Goal:
Please quote the forum thread about firing Profoto Air strobes with Pocket Wizard triggers in full, word for word.

== Excerpted passage ==

No one has any idea on this?


----------



## Village Idiot (Jun 14, 2011)

As far as I know, neither the Mini or the Air have a shoe, so you couldn't stack one on the other. The PW flexes do, so you could probably stack the Air on that. And I'm assuming that the air is just a regular trigger, so a PW should fire it just fine. You'd have to test it out first.

I don't know why you'd want to mix TTL control with manual lights though. A different meter reading from a certain shade or color could mean that your speedlights are going to compensate enough to cause a noticable change in the exposure of a photo compared to your other lights.


----------



## Big Mike (Jun 14, 2011)

I haven't been keeping up on what Pocket Wizard is doing...but I was under the impression that only the Canon compatible TL/Flex models had been released.  They had such a problem with them that they still hadn't released the Nikon version yet.  

I don't know anything about the Profoto Air system, but I would imagine that you should be able to fire them (manually) alongside TTL flashes.  But you would need a receiver unit on each strobe, so that the TTL preflash doesn't trigger them prematurely.

===
== Provided material ==

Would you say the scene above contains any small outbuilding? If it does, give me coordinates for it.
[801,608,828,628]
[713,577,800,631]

===

Final answer:
No one has any idea on this?


----------



## Village Idiot (Jun 14, 2011)

As far as I know, neither the Mini or the Air have a shoe, so you couldn't stack one on the other. The PW flexes do, so you could probably stack the Air on that. And I'm assuming that the air is just a regular trigger, so a PW should fire it just fine. You'd have to test it out first.

I don't know why you'd want to mix TTL control with manual lights though. A different meter reading from a certain shade or color could mean that your speedlights are going to compensate enough to cause a noticable change in the exposure of a photo compared to your other lights.


----------



## Big Mike (Jun 14, 2011)

I haven't been keeping up on what Pocket Wizard is doing...but I was under the impression that only the Canon compatible TL/Flex models had been released.  They had such a problem with them that they still hadn't released the Nikon version yet.  

I don't know anything about the Profoto Air system, but I would imagine that you should be able to fire them (manually) alongside TTL flashes.  But you would need a receiver unit on each strobe, so that the TTL preflash doesn't trigger them prematurely.